Problem to work on: Please retype only the lines below that run from the one containing "Query: black glove" through the last line, both included, without altering a word.

Region pointing data:
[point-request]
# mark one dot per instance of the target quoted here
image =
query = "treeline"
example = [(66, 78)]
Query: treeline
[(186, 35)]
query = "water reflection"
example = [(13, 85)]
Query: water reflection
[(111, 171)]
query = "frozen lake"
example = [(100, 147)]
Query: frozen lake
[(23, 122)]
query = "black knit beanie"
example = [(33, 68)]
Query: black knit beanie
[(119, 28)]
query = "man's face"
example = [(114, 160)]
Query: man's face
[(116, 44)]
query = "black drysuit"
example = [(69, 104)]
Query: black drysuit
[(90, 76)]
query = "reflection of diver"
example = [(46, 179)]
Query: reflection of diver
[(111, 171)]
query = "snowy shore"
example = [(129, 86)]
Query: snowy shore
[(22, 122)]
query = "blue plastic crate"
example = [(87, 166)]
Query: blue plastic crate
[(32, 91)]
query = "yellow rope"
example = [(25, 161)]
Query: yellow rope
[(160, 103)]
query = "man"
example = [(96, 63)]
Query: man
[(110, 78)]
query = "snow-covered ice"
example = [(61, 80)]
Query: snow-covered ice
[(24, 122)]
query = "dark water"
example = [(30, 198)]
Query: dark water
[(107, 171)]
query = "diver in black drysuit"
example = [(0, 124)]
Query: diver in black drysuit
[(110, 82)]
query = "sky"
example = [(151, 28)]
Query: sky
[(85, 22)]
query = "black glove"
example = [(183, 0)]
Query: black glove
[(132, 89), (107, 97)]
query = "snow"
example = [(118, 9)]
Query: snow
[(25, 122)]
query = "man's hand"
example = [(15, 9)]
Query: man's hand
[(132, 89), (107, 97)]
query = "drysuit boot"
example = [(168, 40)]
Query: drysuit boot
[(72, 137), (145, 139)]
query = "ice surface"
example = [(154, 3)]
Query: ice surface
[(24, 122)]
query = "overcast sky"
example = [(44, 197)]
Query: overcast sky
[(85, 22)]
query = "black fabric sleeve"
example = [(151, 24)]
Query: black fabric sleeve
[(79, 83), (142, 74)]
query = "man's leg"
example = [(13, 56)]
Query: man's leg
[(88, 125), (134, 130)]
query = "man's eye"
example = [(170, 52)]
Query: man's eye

Response:
Query: black glove
[(132, 89), (107, 97)]
query = "snow"
example = [(118, 9)]
Query: snow
[(25, 122)]
query = "man's hand"
example = [(15, 9)]
Query: man's hand
[(132, 89), (107, 97)]
query = "drysuit boot"
example = [(168, 40)]
Query: drysuit boot
[(72, 137), (145, 139)]
query = "ice surface"
example = [(154, 3)]
Query: ice surface
[(24, 122)]
query = "overcast sky"
example = [(44, 197)]
Query: overcast sky
[(85, 22)]
query = "black fabric sleeve"
example = [(151, 24)]
Query: black fabric sleeve
[(79, 83), (142, 74)]
query = "man's leg"
example = [(13, 56)]
Query: man's leg
[(88, 125), (134, 130)]
query = "man's eye"
example = [(170, 52)]
Query: man's eye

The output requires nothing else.